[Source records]
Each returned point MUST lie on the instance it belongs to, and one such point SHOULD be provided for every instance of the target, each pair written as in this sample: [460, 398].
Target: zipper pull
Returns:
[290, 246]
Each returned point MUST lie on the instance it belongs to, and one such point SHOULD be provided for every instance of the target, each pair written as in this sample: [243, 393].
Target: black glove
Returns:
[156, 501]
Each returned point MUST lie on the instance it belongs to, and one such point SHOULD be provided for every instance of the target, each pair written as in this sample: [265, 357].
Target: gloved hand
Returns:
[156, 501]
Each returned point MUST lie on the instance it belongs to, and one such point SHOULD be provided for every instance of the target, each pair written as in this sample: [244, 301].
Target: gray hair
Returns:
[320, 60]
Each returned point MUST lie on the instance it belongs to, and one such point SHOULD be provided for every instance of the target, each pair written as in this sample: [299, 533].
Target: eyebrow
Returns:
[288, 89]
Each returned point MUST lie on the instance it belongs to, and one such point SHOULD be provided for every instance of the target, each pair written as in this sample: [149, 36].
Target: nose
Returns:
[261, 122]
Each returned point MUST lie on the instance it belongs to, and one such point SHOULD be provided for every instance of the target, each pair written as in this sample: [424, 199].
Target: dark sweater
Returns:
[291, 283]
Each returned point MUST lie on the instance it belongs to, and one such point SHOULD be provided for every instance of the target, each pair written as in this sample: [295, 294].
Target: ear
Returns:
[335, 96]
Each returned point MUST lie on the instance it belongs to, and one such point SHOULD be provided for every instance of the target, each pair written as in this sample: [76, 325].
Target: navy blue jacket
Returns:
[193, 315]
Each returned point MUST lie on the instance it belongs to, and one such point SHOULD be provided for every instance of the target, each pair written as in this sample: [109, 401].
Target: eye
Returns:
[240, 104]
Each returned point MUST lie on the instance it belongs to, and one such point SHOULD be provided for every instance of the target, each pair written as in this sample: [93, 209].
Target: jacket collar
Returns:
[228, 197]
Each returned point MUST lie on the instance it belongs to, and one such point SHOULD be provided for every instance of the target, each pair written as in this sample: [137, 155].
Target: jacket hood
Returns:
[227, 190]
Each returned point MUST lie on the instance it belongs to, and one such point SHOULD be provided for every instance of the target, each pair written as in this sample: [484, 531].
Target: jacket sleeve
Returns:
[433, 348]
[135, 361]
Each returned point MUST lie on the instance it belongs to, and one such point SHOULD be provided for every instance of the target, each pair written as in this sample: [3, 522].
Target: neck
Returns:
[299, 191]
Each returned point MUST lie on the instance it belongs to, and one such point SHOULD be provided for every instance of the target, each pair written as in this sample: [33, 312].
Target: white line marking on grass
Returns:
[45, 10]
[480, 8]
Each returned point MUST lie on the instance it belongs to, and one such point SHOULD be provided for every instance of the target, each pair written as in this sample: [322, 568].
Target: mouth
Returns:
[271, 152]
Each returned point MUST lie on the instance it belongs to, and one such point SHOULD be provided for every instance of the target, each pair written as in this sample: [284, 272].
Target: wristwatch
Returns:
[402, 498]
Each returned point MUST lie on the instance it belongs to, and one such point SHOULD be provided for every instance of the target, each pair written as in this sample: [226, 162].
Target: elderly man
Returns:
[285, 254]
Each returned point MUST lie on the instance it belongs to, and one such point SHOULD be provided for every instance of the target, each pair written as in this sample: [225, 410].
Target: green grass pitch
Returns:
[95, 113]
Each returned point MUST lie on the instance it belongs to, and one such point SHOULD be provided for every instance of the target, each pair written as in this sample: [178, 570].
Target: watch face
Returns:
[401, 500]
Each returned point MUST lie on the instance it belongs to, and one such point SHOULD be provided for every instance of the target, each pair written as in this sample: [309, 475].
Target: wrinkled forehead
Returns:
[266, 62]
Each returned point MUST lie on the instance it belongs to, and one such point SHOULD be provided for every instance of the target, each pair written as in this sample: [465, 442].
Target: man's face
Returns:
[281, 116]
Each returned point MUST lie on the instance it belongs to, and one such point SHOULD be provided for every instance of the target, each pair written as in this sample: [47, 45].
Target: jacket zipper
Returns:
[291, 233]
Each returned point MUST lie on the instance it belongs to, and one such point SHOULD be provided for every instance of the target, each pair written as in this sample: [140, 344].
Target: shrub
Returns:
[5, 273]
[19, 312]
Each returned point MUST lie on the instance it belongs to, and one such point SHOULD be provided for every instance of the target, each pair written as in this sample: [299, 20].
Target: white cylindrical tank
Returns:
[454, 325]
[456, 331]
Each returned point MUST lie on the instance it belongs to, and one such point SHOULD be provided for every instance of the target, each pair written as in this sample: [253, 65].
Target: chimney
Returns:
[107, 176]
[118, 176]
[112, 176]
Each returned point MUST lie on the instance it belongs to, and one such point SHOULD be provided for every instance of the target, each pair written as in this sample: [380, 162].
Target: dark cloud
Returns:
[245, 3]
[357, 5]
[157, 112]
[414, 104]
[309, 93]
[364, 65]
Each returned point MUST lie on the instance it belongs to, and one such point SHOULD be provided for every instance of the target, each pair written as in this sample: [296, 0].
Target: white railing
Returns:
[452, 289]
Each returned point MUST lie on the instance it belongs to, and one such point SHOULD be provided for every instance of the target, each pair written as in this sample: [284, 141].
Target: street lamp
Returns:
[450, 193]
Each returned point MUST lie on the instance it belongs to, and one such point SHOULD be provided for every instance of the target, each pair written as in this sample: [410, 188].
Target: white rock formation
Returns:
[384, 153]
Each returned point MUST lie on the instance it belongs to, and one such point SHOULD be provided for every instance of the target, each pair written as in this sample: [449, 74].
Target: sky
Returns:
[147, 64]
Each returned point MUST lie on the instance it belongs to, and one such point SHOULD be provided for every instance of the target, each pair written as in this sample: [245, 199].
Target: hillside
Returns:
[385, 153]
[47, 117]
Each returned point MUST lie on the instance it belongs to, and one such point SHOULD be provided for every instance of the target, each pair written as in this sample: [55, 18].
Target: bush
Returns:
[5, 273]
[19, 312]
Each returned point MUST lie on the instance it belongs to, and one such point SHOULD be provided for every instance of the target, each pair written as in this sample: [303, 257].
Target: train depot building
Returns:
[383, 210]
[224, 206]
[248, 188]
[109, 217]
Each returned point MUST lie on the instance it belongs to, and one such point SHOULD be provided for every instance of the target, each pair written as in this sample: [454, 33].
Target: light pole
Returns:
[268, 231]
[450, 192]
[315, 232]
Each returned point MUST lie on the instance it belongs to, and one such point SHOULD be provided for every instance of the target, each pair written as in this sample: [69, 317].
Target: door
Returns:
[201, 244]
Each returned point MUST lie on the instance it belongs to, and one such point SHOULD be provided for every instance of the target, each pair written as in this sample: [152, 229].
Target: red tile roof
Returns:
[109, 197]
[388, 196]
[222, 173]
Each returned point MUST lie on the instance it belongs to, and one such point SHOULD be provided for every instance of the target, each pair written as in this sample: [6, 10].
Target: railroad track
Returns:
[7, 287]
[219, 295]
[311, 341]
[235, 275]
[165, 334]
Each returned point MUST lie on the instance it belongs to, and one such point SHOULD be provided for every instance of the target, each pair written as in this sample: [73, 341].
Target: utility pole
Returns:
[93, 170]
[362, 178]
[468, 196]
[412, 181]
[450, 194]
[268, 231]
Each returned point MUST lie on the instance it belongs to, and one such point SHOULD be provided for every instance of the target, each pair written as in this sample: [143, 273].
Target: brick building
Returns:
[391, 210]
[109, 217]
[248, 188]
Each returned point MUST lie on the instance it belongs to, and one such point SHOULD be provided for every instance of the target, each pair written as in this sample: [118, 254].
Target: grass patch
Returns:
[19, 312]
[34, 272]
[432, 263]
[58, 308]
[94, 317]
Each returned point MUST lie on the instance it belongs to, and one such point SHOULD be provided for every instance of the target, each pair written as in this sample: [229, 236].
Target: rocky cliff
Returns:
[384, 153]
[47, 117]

REQUIRED WORK:
The data above, all of it, needs to be output exactly as written.

ANSWER TO THE PROBLEM:
Each returned point MUST lie on the instance it belongs to, and one such point SHOULD be provided for every instance of the target, each pair written as in this sample: [460, 398].
Target: zipper pull
Returns:
[290, 246]
Each returned point MUST lie on the instance it belongs to, and one such point SHOULD be provided for every instance of the target, each pair written as in this sample: [243, 393].
Target: black glove
Returns:
[156, 501]
Each returned point MUST lie on the instance it belongs to, and one such point SHOULD be provided for every instance of the target, each pair written as in this sample: [265, 357].
Target: gloved hand
Returns:
[156, 501]
Each returned point MUST lie on the instance it belongs to, and one such point SHOULD be provided for every instance of the target, each pair written as in this sample: [244, 301].
Target: gray hair
Returns:
[320, 60]
Each returned point MUST lie on the instance it belongs to, and one such point SHOULD be provided for every instance of the target, each pair written as in this sample: [299, 533].
Target: eyebrow
Returns:
[288, 89]
Each returned point MUST lie on the instance it belongs to, and one such point SHOULD be provided for every instance of the target, each pair written as in this sample: [149, 36].
Target: nose
Returns:
[261, 122]
Each returned point MUST lie on the instance it belongs to, and one such point SHOULD be provided for every instance of the target, each pair written as in this sample: [424, 199].
Target: dark sweater
Returns:
[291, 283]
Each returned point MUST lie on the instance it belongs to, and one such point SHOULD be provided for every instance of the target, each pair written as in this sample: [295, 294].
Target: ear
Returns:
[335, 96]
Each returned point MUST lie on the instance it belongs to, and one such point SHOULD be provided for every instance of the target, each pair written as in this sample: [76, 325].
Target: navy blue jacket
Returns:
[193, 315]
Each returned point MUST lie on the instance it belongs to, and one such point SHOULD be provided for every instance of the target, each pair written as in this sample: [109, 401].
Target: eye
Returns:
[240, 104]
Each returned point MUST lie on the instance it belongs to, and one such point SHOULD be provided for every instance of the target, each pair written as in this sample: [93, 209].
Target: jacket collar
Returns:
[228, 197]
Each returned point MUST lie on the instance it belongs to, and one such point SHOULD be provided for every instance of the target, each pair written as in this sample: [137, 155].
Target: jacket hood
Returns:
[227, 190]
Each returned point MUST lie on the instance it belongs to, and one such point SHOULD be provided for every instance of the target, each pair written as in this sample: [484, 531].
Target: jacket sleeve
Returns:
[433, 348]
[135, 361]
Each returned point MUST lie on the instance it belongs to, and one such point SHOULD be provided for every instance of the target, each pair written as in this sample: [3, 522].
Target: neck
Returns:
[299, 191]
Each returned point MUST lie on the instance it belongs to, and one such point SHOULD be provided for every instance of the target, each pair written as in this sample: [33, 312].
Target: white line marking on grass
Returns:
[45, 10]
[480, 8]
Each returned point MUST lie on the instance it belongs to, and one such point SHOULD be provided for every instance of the target, each pair written as in this sample: [322, 568].
Target: mouth
Returns:
[271, 152]
Each returned point MUST lie on the instance it belongs to, and one such point SHOULD be provided for every instance of the target, each pair written as in this sample: [284, 272].
Target: wristwatch
Returns:
[402, 498]
Each returned point MUST lie on the instance it belongs to, and one such point SHOULD be provided for every instance of the target, each pair written as in this sample: [226, 162].
Target: elderly man
Returns:
[285, 254]
Each returned point MUST lie on the instance it belongs to, and one such point SHOULD be provided for every instance of the target, each pair written as in this sample: [225, 410].
Target: green grass pitch
Returns:
[95, 113]
Each returned point MUST lie on the instance it belongs to, and one such point SHOULD be provided for every instance of the target, each pair written as in this sample: [178, 570].
Target: watch face
Returns:
[401, 500]
Each returned point MUST lie on the instance it belongs to, and one such point SHOULD be provided for every instance of the target, each pair written as in this sample: [309, 475].
Target: wrinkled forehead
Returns:
[266, 62]
Each returned point MUST lie on the instance it belongs to, and one such point SHOULD be provided for every instance of the target, each pair written as in this sample: [465, 442].
Target: man's face
Returns:
[281, 116]
Each returned point MUST lie on the instance it belongs to, and one such point SHOULD be provided for every instance of the target, each pair written as in this sample: [47, 45].
Target: jacket zipper
Returns:
[291, 233]
Each returned point MUST lie on the instance it belongs to, and one such point SHOULD be provided for every instance of the target, each pair written as in this sample: [140, 344].
Target: shrub
Returns:
[5, 273]
[19, 312]
Each returned point MUST lie on the instance it belongs to, and one such point SHOULD be provided for every instance of the target, each pair written as in this sample: [299, 20].
Target: white cylindrical tank
Returns:
[454, 325]
[456, 331]
Each returned point MUST lie on the instance it belongs to, and one such point SHOULD be provided for every instance of the target, each pair written as in this sample: [253, 65].
Target: chimney
Returns:
[107, 176]
[118, 176]
[112, 176]
Each returned point MUST lie on the instance it belongs to, and one such point SHOULD be provided for every instance of the target, each pair written as in this sample: [380, 162].
Target: dark cloud
Returns:
[245, 3]
[357, 5]
[157, 112]
[414, 104]
[309, 93]
[364, 65]
Each returned point MUST lie on the instance it belongs to, and one such point SHOULD be provided for every instance of the target, each pair written as in this sample: [296, 0].
Target: white railing
Returns:
[452, 289]
Each returned point MUST lie on the instance it belongs to, and one such point SHOULD be provided for every instance of the target, each pair written as in this sample: [284, 141].
Target: street lamp
Returns:
[450, 193]
Each returned point MUST lie on the instance it belongs to, and one such point SHOULD be provided for every instance of the target, each pair written as in this sample: [410, 188].
Target: white rock formation
Returns:
[384, 153]
Each returned point MUST lie on the instance it belongs to, and one such point SHOULD be provided for every instance of the target, each pair written as in this sample: [449, 74].
Target: sky
Returns:
[147, 64]
Each returned point MUST lie on the instance it belongs to, and one such point SHOULD be provided for every instance of the target, each pair written as in this sample: [245, 199].
Target: hillside
Returns:
[385, 153]
[47, 117]
Each returned point MUST lie on the instance it belongs to, and one such point SHOULD be provided for every instance of the target, each pair written as in this sample: [55, 18].
Target: bush
Returns:
[5, 273]
[19, 312]
Each returned point MUST lie on the instance it belongs to, and one such point SHOULD be provided for every instance of the target, each pair written as in this sample: [303, 257].
Target: train depot building
Returns:
[383, 210]
[224, 206]
[248, 188]
[109, 217]
Each returned point MUST lie on the instance it belongs to, and one such point SHOULD be provided for every instance of the target, each pair written as in this sample: [454, 33].
Target: light pole
Returns:
[268, 231]
[450, 192]
[315, 232]
Each returned point MUST lie on the instance it belongs to, and one such point SHOULD be provided for every instance of the target, each pair written as in this sample: [69, 317].
Target: door
Returns:
[201, 244]
Each returned point MUST lie on the instance it belongs to, and one such point SHOULD be provided for every instance of the target, each pair written as in this sample: [152, 229].
Target: red tile roof
Returns:
[109, 197]
[388, 196]
[222, 173]
Each returned point MUST lie on the instance it belongs to, and one such point SHOULD be provided for every instance of the target, each pair written as in this sample: [6, 10].
Target: railroad track
Returns:
[7, 287]
[219, 295]
[311, 341]
[235, 275]
[165, 334]
Each returned point MUST lie on the instance it belongs to, and one such point SHOULD be provided for every instance of the target, each pair written as in this sample: [73, 341].
Target: utility pole
Returns:
[93, 170]
[362, 178]
[468, 196]
[412, 181]
[450, 194]
[268, 231]
Each returned point MUST lie on the instance it belongs to, and one such point SHOULD be provided for every instance of the target, each pair written as in this sample: [143, 273].
Target: brick building
Returns:
[391, 210]
[109, 217]
[248, 188]
Each returned point MUST lie on the instance it belongs to, and one such point SHOULD be provided for every instance of the target, each pair written as in this sample: [118, 254].
Target: grass patch
Returns:
[19, 312]
[34, 272]
[432, 263]
[58, 308]
[94, 317]
Each returned point MUST lie on the instance it belongs to, and one such point SHOULD be provided for every instance of the target, each pair written as in this sample: [229, 236].
Target: rocky cliff
Returns:
[384, 153]
[47, 117]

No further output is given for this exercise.